▶ **Given instruction**
Copy out every line below from the line with "I need to verify whether the green" to the line with "145 96 183 129", multiplying each bounding box coordinate given as an answer by 1.7 and rounding it to a whole number, with halves rounded up. Keep all other lines in that range, and leave the numbers in the format patterns unchanged.

▶ **Record extracts**
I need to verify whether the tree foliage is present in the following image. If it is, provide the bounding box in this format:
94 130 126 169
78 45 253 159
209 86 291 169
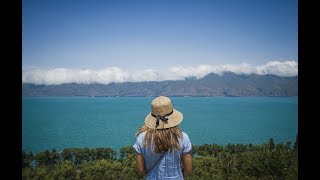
22 139 298 180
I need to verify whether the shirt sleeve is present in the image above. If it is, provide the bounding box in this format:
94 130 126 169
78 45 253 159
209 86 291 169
133 138 142 154
182 133 192 154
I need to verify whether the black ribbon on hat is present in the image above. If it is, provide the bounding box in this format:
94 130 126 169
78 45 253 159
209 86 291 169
151 110 173 128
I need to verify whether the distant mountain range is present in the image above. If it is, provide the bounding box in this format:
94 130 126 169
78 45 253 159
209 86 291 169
22 72 298 96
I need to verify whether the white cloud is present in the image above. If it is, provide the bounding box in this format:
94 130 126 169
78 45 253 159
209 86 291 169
22 61 298 85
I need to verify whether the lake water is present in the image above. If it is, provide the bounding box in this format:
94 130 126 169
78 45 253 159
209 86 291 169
22 97 298 153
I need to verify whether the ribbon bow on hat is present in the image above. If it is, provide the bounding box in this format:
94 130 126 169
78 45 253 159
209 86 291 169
151 110 173 128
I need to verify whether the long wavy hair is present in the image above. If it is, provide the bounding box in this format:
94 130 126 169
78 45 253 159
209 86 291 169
136 126 182 153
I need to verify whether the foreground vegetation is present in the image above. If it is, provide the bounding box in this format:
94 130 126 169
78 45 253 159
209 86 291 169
22 139 298 180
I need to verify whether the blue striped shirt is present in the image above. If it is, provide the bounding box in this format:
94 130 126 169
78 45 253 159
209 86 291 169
133 132 192 180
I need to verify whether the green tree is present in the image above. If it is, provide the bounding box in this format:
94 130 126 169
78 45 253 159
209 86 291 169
35 150 50 166
120 146 136 160
269 138 275 151
50 148 60 165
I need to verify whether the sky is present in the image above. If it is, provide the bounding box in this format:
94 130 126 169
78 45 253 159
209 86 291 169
22 0 298 84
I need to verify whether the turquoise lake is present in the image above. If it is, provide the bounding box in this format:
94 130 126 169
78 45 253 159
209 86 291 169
22 97 298 153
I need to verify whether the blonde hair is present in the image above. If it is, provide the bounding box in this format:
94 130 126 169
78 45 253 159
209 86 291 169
136 125 182 153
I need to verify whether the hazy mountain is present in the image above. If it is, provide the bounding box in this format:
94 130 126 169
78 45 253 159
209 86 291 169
22 72 298 96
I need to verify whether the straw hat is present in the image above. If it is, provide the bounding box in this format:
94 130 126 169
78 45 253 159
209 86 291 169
145 96 183 129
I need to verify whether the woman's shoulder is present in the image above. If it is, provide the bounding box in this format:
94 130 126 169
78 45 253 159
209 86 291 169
137 131 147 140
181 131 189 141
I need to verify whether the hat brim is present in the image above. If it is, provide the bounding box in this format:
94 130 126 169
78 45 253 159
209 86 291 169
144 109 183 129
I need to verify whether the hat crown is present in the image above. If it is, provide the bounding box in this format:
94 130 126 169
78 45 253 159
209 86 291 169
151 96 173 116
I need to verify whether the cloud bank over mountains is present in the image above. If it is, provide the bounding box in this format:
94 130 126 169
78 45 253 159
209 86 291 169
22 61 298 85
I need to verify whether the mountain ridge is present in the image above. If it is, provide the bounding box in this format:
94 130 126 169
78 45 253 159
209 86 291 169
22 72 298 97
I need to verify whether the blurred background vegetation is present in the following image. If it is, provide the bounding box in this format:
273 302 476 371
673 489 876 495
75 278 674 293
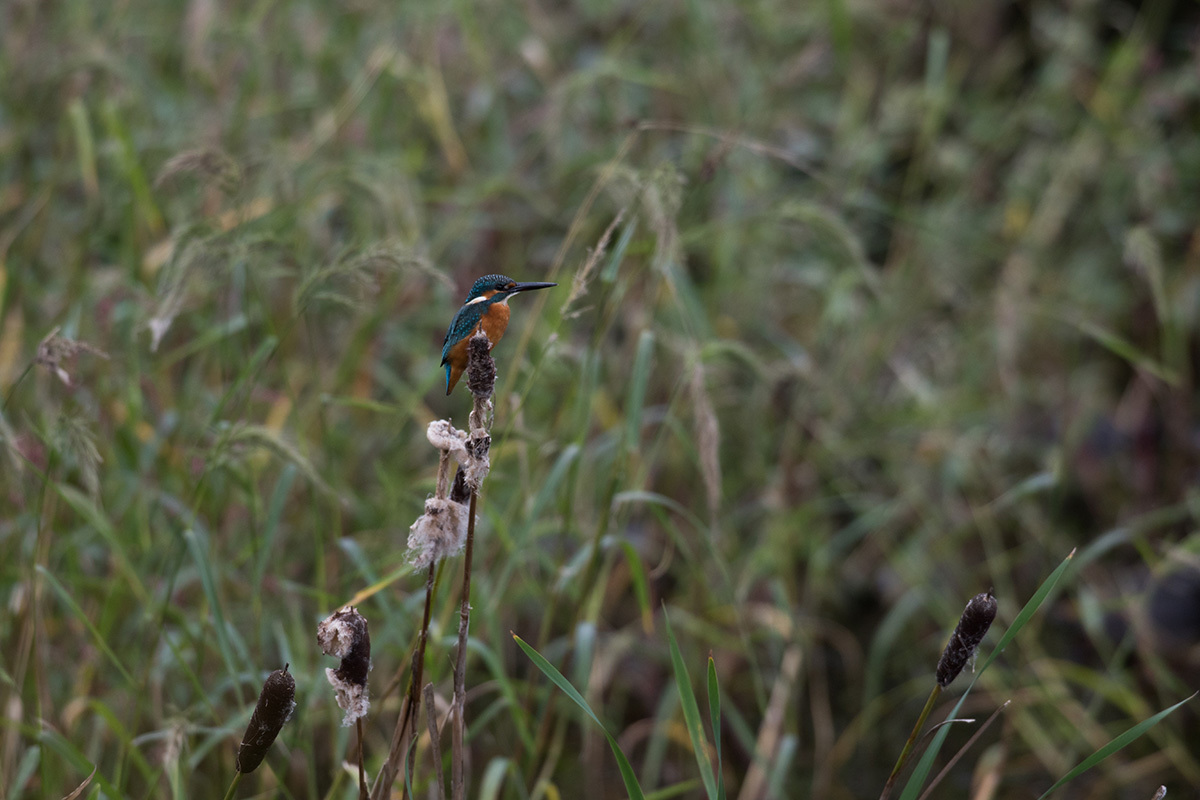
0 0 1200 798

▶ **Exercise result**
I need to verify whether the green tree is present in the image above. If it is, provide the bounding box in this format:
94 130 126 169
78 45 253 159
209 86 291 169
60 255 85 282
204 248 231 272
457 235 468 257
85 252 102 281
I need to verify whether the sky is present in the image above. If it is, provide the bounding box in this format:
94 130 126 169
78 45 253 159
209 86 291 169
37 0 507 143
I need to verify whether the turquoise lake is present in the image above. If it is, provide the bounding box in this format:
94 130 126 169
78 45 253 159
209 86 291 169
37 165 507 260
I need to verify whether the blonde hair is present in the image above. If it is, provide the bounding box in this format:
94 130 126 169
78 45 253 159
209 86 291 169
231 213 309 260
I need to verify whether the hazy mountain is present in the image above. If it is, provide the bounding box in this format:
94 130 126 169
78 45 253 159
209 86 291 169
37 122 507 163
I need to verify whether the straw hat is present in the image above. If it is, provide the bounding box in this format:
94 130 126 169
78 45 253 159
209 86 291 169
247 163 311 219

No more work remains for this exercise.